— WHAT IS ASKED —
Rescale the lines from the first one through the one containing "[[246, 95]]", copying them unchanged except that each point coordinate in the answers is multiplied by 1.95 and rounded to a whole number, halves up. Leave the pictures out of your copy.

— RECORDS FOR THE EXERCISE —
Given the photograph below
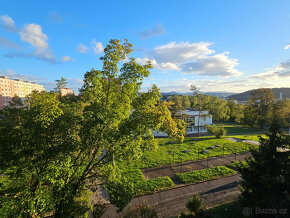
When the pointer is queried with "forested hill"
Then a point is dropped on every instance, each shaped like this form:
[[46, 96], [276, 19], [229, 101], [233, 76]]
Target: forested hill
[[246, 95]]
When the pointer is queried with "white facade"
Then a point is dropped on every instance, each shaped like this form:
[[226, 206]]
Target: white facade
[[192, 121], [10, 88]]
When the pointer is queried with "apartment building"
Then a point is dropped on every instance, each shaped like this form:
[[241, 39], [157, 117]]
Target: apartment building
[[10, 88], [194, 120]]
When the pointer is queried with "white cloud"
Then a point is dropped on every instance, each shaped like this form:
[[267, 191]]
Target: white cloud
[[181, 52], [31, 33], [82, 48], [281, 71], [8, 43], [287, 46], [97, 46], [216, 65], [8, 23], [67, 59], [195, 58], [157, 30]]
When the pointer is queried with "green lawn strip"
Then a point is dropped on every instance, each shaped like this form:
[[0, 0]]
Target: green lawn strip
[[238, 128], [228, 210], [254, 137], [166, 149], [237, 164], [153, 185], [142, 186], [205, 174]]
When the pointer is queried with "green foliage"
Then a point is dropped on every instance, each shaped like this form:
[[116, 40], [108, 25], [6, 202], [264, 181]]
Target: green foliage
[[237, 165], [205, 174], [121, 193], [195, 205], [141, 211], [217, 130], [56, 148], [142, 186], [266, 180], [259, 107], [167, 152]]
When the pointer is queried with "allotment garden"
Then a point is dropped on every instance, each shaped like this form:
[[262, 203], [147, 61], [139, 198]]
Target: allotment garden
[[195, 160]]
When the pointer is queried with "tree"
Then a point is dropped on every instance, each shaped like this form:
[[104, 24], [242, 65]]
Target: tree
[[266, 180], [61, 83], [197, 104], [63, 148], [262, 100], [250, 114]]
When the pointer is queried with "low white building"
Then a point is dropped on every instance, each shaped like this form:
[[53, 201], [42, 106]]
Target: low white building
[[191, 117]]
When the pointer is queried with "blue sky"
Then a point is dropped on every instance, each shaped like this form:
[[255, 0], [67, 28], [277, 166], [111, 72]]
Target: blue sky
[[228, 45]]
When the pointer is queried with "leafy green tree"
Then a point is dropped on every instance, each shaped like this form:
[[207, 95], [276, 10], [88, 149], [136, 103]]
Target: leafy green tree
[[250, 114], [266, 180], [59, 149]]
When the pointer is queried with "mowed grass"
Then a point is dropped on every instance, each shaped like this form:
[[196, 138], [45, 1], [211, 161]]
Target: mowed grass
[[142, 186], [168, 153], [205, 174], [164, 156], [237, 164], [237, 128]]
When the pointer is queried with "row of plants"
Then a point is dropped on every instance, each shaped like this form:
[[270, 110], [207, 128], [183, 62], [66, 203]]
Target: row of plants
[[141, 186], [205, 174]]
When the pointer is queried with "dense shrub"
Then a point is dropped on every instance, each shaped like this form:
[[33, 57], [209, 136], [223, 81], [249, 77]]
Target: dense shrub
[[205, 174], [218, 131]]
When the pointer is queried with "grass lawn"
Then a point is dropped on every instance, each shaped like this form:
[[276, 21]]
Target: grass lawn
[[168, 152], [142, 186], [205, 174], [164, 156], [229, 210], [238, 128], [237, 164]]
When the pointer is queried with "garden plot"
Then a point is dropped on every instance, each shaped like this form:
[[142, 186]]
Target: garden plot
[[170, 171], [160, 167]]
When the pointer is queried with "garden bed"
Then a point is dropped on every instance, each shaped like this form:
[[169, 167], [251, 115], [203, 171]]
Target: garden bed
[[205, 174]]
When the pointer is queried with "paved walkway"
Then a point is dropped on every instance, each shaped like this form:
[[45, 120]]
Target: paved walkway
[[170, 202]]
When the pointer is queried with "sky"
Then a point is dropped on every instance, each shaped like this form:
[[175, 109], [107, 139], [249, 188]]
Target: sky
[[219, 46]]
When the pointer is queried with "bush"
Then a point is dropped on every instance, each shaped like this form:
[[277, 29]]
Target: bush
[[205, 174], [141, 211], [195, 206], [218, 131]]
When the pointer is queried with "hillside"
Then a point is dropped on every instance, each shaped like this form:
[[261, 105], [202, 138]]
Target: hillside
[[246, 95], [218, 94]]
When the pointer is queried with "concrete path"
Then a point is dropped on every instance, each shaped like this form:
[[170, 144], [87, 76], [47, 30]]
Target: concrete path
[[169, 203]]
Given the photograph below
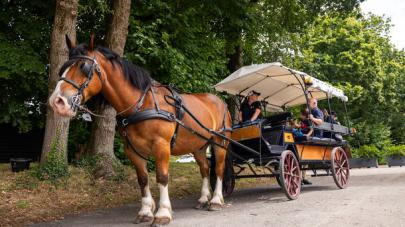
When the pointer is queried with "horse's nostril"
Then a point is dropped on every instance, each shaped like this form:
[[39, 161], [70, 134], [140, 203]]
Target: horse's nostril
[[59, 102]]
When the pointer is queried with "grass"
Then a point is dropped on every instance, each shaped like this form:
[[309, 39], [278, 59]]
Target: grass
[[25, 200]]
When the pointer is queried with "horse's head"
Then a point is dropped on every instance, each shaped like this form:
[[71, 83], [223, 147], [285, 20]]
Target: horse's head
[[81, 77]]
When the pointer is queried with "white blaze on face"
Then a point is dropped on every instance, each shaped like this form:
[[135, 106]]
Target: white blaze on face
[[58, 102]]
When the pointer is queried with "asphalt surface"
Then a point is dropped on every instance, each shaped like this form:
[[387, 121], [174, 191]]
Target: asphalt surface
[[375, 197]]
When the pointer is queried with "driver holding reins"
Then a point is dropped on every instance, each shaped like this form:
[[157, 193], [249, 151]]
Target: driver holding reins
[[250, 109]]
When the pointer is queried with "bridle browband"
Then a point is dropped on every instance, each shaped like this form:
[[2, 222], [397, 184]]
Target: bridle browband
[[88, 70]]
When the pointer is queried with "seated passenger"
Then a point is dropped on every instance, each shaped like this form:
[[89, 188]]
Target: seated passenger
[[316, 115], [330, 118], [303, 129], [250, 109], [333, 117]]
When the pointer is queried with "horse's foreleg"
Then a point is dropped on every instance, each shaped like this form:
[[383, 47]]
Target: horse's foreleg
[[217, 198], [162, 154], [145, 214], [200, 157]]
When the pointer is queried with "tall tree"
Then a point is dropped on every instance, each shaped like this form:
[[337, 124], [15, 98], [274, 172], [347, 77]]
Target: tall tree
[[57, 128], [103, 129]]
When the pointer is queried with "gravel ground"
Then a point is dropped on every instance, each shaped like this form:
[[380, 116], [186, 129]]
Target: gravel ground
[[375, 197]]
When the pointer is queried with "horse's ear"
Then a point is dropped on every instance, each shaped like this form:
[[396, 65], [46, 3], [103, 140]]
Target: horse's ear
[[69, 42], [91, 43]]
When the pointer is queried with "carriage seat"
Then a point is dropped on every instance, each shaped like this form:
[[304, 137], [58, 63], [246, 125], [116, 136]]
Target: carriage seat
[[278, 119], [321, 141]]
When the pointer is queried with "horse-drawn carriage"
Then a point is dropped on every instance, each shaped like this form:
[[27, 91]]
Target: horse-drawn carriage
[[156, 121], [269, 143]]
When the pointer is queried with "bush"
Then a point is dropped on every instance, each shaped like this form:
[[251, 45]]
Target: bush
[[367, 151], [397, 151], [56, 165]]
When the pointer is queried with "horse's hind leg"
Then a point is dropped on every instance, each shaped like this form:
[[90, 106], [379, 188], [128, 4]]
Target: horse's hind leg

— ANSWER IN FULL —
Given the photograph below
When the pointer is queried with "forested hill"
Then a point is dropped on every instance, each shaped like this form:
[[46, 96], [276, 19], [229, 101], [233, 76]]
Target: forested hill
[[480, 185]]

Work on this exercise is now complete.